- [課題文]
-------

本発明は、上記知見に基づいてなされたもので、澱粉類100質量部に対して、水120質量部〜500質量部及び増粘安定剤2質量部〜30質量部を含有することを特徴とするベーカリー製品用湯種生地を提供するものである。
【0016】
また、本発明は、該ベーカリー製品用湯種生地を、ベーカリー生地中の澱粉類100質量部に対し10質量部〜200質量部使用したことを特徴とするベーカリー生地を提供するものである。
また、本発明は、該ベーカリー生地を焼成及び/又はフライしたベーカリー製品を提供するものである。
【0017】
さらに、本発明は、澱粉類100質量部に対して水120質量部〜500質量部及び増粘安定剤2質量部〜30質量部を含有する種生地材料を、水温が80℃〜100℃となる条件下で混捏することを特徴とするベーカリー製品用湯種生地の製造方法を提供するものである。
さらに、本発明は、澱粉類100質量部に対して水50質量部〜150質量部を含有する種生地材料を、水温が80℃〜100℃となる条件下で混捏後、水及び増粘安定剤を、澱粉類100質量部に対して水120質量部〜500質量部及び増粘安定剤2質量部〜30質量部となる量を添加し、混合することを特徴とするベーカリー製品用湯種生地の製造方法を提供するものである。

-------

- [データ抜粋]
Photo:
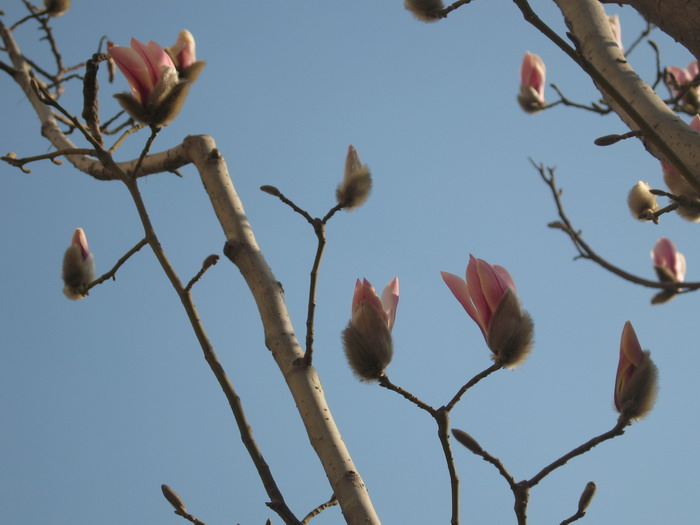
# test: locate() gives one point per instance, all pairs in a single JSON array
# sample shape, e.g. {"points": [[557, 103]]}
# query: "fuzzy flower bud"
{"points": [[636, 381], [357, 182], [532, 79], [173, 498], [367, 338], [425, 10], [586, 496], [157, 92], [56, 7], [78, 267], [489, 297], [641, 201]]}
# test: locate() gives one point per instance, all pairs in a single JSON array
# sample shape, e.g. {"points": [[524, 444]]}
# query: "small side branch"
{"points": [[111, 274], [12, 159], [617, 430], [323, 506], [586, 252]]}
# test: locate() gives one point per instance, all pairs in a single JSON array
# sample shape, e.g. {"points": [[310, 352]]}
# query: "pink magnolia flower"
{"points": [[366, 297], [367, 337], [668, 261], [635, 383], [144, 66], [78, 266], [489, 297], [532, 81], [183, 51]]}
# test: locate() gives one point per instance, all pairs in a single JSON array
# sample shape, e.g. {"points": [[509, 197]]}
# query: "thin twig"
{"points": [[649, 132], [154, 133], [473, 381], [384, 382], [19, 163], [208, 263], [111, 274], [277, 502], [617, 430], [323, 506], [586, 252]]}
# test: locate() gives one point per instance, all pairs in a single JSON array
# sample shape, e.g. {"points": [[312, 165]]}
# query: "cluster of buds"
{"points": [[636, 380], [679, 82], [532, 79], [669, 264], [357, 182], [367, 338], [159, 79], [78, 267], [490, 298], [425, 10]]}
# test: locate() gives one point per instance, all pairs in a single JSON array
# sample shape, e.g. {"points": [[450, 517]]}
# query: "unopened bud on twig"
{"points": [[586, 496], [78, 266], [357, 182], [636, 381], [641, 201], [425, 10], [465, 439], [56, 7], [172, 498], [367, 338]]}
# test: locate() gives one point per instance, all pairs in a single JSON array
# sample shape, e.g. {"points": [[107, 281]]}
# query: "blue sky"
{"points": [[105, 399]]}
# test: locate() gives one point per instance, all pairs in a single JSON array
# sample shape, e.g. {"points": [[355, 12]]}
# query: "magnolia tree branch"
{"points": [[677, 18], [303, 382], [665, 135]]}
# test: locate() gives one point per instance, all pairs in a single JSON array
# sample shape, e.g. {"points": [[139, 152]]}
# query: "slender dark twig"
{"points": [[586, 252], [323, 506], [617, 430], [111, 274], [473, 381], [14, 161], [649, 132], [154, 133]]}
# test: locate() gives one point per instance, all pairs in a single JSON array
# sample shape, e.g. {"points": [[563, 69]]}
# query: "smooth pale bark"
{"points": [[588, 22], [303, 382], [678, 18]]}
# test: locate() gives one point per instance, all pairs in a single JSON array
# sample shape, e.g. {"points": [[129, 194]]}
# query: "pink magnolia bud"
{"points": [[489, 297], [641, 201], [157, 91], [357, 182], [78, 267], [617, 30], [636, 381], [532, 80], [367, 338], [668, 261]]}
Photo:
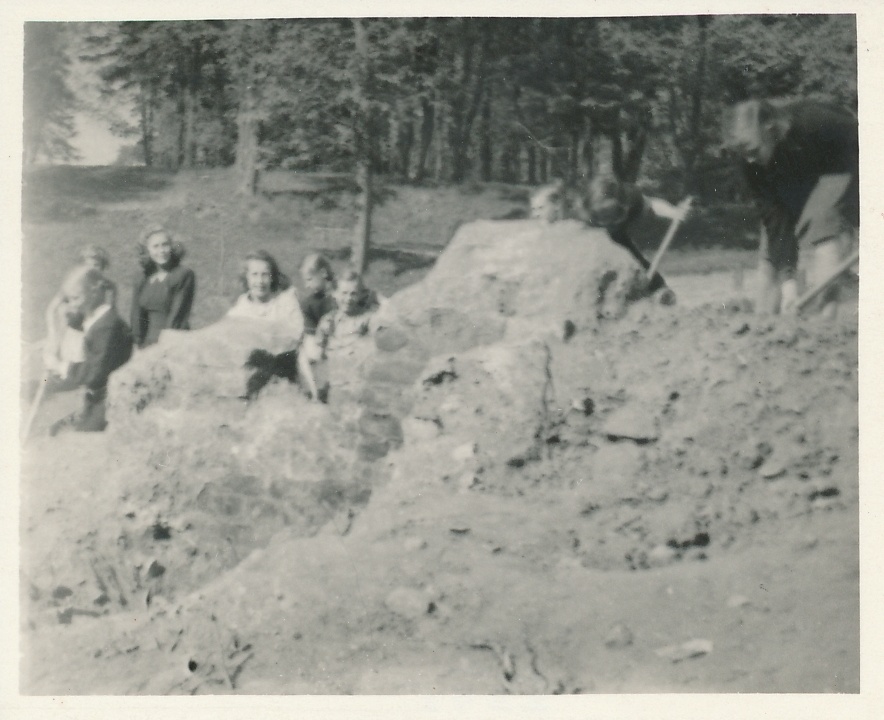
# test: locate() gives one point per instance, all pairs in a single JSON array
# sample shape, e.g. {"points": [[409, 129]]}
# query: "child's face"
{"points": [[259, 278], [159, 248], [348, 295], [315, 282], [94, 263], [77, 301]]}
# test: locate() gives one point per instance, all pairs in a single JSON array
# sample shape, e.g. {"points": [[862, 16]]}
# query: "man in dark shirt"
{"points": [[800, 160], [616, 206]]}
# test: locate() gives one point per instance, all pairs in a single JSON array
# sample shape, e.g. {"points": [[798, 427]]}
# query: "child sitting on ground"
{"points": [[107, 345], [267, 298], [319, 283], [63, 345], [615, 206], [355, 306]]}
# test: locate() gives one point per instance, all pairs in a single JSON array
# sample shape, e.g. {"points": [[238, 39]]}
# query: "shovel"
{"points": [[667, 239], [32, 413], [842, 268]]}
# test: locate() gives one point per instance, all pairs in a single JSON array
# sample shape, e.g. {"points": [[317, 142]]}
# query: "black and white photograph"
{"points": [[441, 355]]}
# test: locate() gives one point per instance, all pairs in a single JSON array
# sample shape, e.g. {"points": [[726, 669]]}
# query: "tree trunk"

-------

課題文を読み、次の問いに答えなさい。
1. ベーカリー製品用湯種生地では、澱粉類100質量部に対して水を何質量部含有するか。
2. ベーカリー生地では、湯種生地をベーカリー生地中の澱粉類100質量部に対し何質量部使用するか。
3. 湯種生地の製造方法では、種生地材料をどのような水温条件下で混捏するか。

- [正解]
1. 水を120質量部〜500質量部含有する。
2. 湯種生地を10質量部〜200質量部使用する。
3. 水温が80℃〜100℃となる条件下で混捏する。